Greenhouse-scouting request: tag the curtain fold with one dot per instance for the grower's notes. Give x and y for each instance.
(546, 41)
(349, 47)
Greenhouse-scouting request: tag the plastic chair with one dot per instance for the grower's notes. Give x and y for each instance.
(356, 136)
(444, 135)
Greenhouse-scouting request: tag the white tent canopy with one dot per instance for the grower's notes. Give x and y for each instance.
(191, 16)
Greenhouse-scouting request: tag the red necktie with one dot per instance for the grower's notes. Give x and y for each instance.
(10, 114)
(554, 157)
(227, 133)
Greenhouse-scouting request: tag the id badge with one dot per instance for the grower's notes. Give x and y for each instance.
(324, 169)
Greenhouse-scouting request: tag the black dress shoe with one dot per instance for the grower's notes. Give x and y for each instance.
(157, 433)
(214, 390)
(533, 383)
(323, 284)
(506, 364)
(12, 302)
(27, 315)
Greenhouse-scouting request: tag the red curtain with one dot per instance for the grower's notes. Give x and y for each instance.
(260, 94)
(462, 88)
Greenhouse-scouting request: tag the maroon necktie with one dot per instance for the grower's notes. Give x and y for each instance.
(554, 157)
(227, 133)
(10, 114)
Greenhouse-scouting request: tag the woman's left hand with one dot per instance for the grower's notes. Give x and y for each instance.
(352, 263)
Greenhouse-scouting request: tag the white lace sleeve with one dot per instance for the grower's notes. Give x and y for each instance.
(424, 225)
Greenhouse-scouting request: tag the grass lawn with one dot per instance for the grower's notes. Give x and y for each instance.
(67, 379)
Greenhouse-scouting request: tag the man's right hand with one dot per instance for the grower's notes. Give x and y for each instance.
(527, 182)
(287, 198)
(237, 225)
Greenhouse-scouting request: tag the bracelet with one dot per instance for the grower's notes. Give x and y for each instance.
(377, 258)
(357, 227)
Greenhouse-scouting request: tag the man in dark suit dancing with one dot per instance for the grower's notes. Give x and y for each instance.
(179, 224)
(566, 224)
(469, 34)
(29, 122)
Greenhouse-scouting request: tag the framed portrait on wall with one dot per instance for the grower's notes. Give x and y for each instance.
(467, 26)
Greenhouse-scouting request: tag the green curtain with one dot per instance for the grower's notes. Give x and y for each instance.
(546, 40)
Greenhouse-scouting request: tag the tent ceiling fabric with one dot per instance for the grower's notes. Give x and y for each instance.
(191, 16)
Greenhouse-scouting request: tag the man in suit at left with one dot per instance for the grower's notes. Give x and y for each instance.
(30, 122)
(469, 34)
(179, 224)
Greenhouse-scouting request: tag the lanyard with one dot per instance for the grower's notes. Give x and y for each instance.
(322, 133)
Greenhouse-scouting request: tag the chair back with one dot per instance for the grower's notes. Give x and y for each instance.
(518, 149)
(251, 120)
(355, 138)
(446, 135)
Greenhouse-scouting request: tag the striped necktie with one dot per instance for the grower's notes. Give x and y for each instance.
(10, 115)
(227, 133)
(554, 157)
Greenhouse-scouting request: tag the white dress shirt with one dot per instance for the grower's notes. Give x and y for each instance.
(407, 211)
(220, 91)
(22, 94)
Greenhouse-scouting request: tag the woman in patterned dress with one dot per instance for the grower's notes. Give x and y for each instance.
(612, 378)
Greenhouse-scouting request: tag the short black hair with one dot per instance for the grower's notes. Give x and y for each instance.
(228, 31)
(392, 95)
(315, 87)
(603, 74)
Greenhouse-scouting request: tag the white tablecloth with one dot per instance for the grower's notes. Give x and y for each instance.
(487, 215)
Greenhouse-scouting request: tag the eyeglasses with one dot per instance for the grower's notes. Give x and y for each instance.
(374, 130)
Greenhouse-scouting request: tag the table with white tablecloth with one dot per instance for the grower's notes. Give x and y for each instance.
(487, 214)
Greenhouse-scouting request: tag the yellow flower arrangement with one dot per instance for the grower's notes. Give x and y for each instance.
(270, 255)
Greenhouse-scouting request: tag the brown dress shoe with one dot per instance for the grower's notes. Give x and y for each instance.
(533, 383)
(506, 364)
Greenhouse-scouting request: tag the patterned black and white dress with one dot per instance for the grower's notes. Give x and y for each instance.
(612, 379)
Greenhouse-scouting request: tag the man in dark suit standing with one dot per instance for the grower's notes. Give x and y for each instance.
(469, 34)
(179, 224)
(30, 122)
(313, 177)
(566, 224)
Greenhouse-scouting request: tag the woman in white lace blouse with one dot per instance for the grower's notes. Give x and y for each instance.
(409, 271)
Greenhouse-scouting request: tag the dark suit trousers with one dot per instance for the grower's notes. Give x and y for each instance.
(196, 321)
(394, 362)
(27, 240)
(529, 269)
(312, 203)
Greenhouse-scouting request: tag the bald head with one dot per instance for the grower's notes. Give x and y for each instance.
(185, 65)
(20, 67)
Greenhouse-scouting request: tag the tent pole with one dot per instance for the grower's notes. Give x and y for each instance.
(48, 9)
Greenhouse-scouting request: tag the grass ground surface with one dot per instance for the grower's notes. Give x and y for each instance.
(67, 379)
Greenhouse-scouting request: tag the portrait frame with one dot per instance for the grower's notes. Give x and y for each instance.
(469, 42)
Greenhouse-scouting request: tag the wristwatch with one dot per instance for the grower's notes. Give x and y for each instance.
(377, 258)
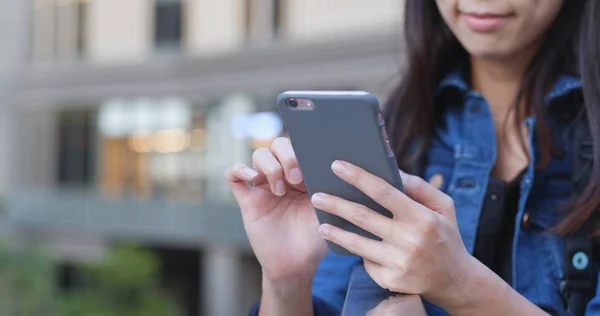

*Task details:* Restate the records word for word and drop the images.

*Result:*
Greenhouse-scouting request: tag the curtain fold with one dot per instance for the grower's notes. Give x and y for each instance.
(546, 41)
(349, 47)
Greenhouse-scouting request: tag the plastic chair with one dot per instance for the grower's notes. Give x and y for each instance.
(356, 136)
(444, 135)
Greenhouse-scouting request: tag the white tent canopy with one dot per instance for the grower's notes. Give x and y for each instance.
(191, 16)
Greenhouse-scouting request: tag the red necktie with one dot per instance for the grower's notes. Give x and y for each instance.
(10, 114)
(554, 157)
(227, 133)
Greenhouse-scouting request: tag the id badge with one dot per instance for the grower's notes. Give x and y for each instance.
(324, 169)
Greenhouse-scouting request: tag the black dress shoe with one dot per instance for the grower's notes. Give x and y for each instance.
(157, 433)
(214, 390)
(533, 383)
(323, 284)
(506, 364)
(12, 302)
(27, 315)
Greenhouse-scouting request: tag the red curtain with one dot per instance for the grower's notes. Give x and y for each instance.
(260, 94)
(462, 88)
Greenhouse-scouting request: tag the maroon necktie with one dot per instance for the grower's notes. Give x and y for each instance.
(554, 157)
(227, 133)
(10, 114)
Greenhouse-scouting request: tag the woman's left hand with one dot per instance for the grower's notes. Give x and y for each instance.
(352, 263)
Greenhouse-scouting request: tag the white lace sleeve with one dot per instance for the grower's notes. Give x and y for each instance.
(424, 225)
Greenhouse-scouting request: tag the grass lawn with one dot per instance for the grower's notes. Give x and y for each instance.
(67, 379)
Greenhouse-scouting request: tag the man's right hand with one dot per instance for the grower's notes. Give x and y for each instance.
(527, 182)
(287, 198)
(237, 225)
Greenhouse-scouting request: tag the bracelet with one dot per instance for the grower's notes. Give x and y for each instance.
(377, 258)
(357, 227)
Greenhouse-scouting request: tag the man in dark suit dancing with one dot per instance for the grower's notes. Give x and y for each instance.
(179, 224)
(566, 224)
(469, 34)
(29, 122)
Greenhouse-scouting request: tag the framed portrait on wall with one dot per instance for the grower's notes. Give x and y for each instance.
(467, 26)
Greenhouse-scouting request: tag the green curtain with one dot per instance for the grower's notes. Give x and y for each instance.
(546, 40)
Greenhouse-scouting request: tag the tent ceiling fabric with one dot per instance for the grower's notes. Give x and y for each instance.
(191, 16)
Greenhouse-scouting request: tag the man in suit at left with one dot per instance for the grower's notes. Give x and y for each instance.
(30, 122)
(469, 34)
(179, 224)
Greenhouse-scouting request: tag the lanyard with one dot per instance for the grower's notes. Give x and y for each instance.
(322, 133)
Greenhouse-scouting request: tag the chair back with one dot per instance for the grower's notes. Give x and y for each instance.
(518, 149)
(251, 120)
(355, 138)
(446, 135)
Greenhouse-scouting request: tag the striped necktie with one dot per instance for the grower's notes. Give x and y for each instance.
(10, 115)
(227, 133)
(554, 157)
Greenhouse-scouting request: tag the white dress shirt with one dot per instance for the grower's notes. Give x and y for each instance.
(407, 211)
(220, 91)
(22, 94)
Greenhouse-scouting request: tag the woman in patterned dress with one dot per instance for the grower's notes. Give x and y for each instance.
(612, 378)
Greenhouse-scouting request: tag the short black hair with one dot per instance for the grower's notes. Give x and y for each instance.
(228, 31)
(392, 95)
(315, 87)
(603, 74)
Greenhouse-scouting request: tag the white tablecloth with one dot per instance for the grower's notes. Give x and y for each instance.
(487, 215)
Greenhouse-scouting request: tag the eyeglasses with one dot per instance for the grower's notes. Give x and y for each instance.
(374, 130)
Greenhouse-scouting request: tag the table with white tablecloth with one dot per instance for the grower's notes. Give x and y for each instance.
(487, 214)
Greenhouse-scouting request: tag the yellow flower arrangement with one dot per instance for the grower's notes. Give x and y for each instance.
(270, 255)
Greenhouse-scouting request: tag the brown dress shoe with one dot per instance for the grower's notes. Give x and y for each instance.
(533, 383)
(506, 364)
Greenhouse-scouting request: tag the patterned black and white dress with one dot per instance for the grower's notes. Give x and y for each instance.
(612, 379)
Greenhouse-scouting request: tag the man in dark suit standing with one dot per instance for the grower's notes. Give x and y for each instance.
(469, 34)
(179, 224)
(30, 122)
(313, 177)
(566, 224)
Greenhouse-scouting request: tag the woman in white lace blouse with one dot per instance for the grower's notes. Give x and y for each instance.
(409, 271)
Greenhouse-scouting request: tag the dark suit trousers with one dot per instance for the grower's notes. Give x and y for each instance.
(196, 321)
(394, 362)
(27, 240)
(529, 269)
(312, 203)
Greenhouse-scouting request: tag the bald head with one dot per instance for the grower's notes. Give x and y for each instance.
(185, 65)
(20, 67)
Greenhouse-scouting request: tag the tent pole with one dot per instance for the grower's notes. Give x and y for each instance.
(48, 9)
Greenhouse-scouting request: tag the grass ground surface with one dot per instance for the grower's notes. Give x and y for each instance.
(67, 379)
Greenhouse-scouting request: tag the portrait frame with one dot per instance for the grower's notes. Give x and y for each instance.
(469, 42)
Greenhouse-scouting request: tag the wristwatch with one dot per instance for the grower's notes. Give x and y for each instance.
(377, 258)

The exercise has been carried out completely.